▸ **Task statement**:
Transcribe every entry below word for word, but skip the pictures.

====== Raw data ======

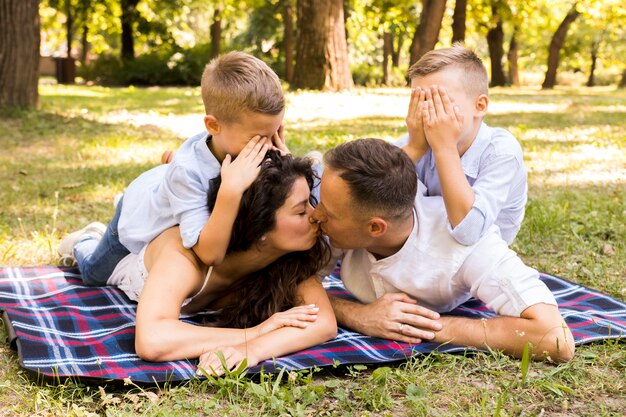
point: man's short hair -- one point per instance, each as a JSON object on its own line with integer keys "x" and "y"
{"x": 475, "y": 80}
{"x": 381, "y": 177}
{"x": 237, "y": 82}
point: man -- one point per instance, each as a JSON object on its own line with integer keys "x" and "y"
{"x": 403, "y": 266}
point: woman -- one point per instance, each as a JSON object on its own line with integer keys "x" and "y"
{"x": 269, "y": 298}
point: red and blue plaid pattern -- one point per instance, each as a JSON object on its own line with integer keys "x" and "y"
{"x": 62, "y": 328}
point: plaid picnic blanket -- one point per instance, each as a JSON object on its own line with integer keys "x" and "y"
{"x": 61, "y": 328}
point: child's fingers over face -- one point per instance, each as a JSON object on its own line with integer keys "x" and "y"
{"x": 437, "y": 102}
{"x": 414, "y": 103}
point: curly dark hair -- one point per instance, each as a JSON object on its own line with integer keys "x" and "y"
{"x": 273, "y": 288}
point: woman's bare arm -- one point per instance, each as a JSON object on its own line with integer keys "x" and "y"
{"x": 281, "y": 341}
{"x": 175, "y": 273}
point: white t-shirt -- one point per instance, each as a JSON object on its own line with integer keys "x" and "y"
{"x": 169, "y": 195}
{"x": 441, "y": 273}
{"x": 494, "y": 168}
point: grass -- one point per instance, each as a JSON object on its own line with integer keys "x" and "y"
{"x": 62, "y": 165}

======

▸ **Complete answer**:
point: man's short hair -- one point per instance, each as a JSON object on its own line with integer keys "x" and "y"
{"x": 475, "y": 80}
{"x": 381, "y": 177}
{"x": 237, "y": 82}
point: man -- one point per instance, each as a JSON object on its own line with integer keys "x" and "y"
{"x": 403, "y": 266}
point: woman -- one point per instance, each as a JSON object on its own line with integer keys "x" and "y"
{"x": 269, "y": 298}
point: red and blue plaid pattern -- one point per instance, each as a JSON object on its own line with integer keys "x" and "y"
{"x": 62, "y": 328}
point: plaid picnic blanket -- one point per instance, each as a JSON object on its own line with integer keys "x" and "y"
{"x": 61, "y": 328}
point: child's fingers over face -- one point per instance, each as a JSON object on its own line with integer keys "x" and "y"
{"x": 437, "y": 102}
{"x": 414, "y": 103}
point: curly dark hair -- one point per instance, each as a JSON object on its own line with integer keys "x" and "y"
{"x": 273, "y": 288}
point: woman's bare arm -- one point per instance, each as a JSON object on its own line with integer keys "x" and "y"
{"x": 281, "y": 341}
{"x": 175, "y": 273}
point: white t-shirt -- one point per instance, each as a JSON object on its own line with integer keys "x" and "y"
{"x": 169, "y": 195}
{"x": 441, "y": 273}
{"x": 494, "y": 168}
point: grass -- one point per instance, each as a JSON object on its own line with integer keys "x" and "y"
{"x": 62, "y": 165}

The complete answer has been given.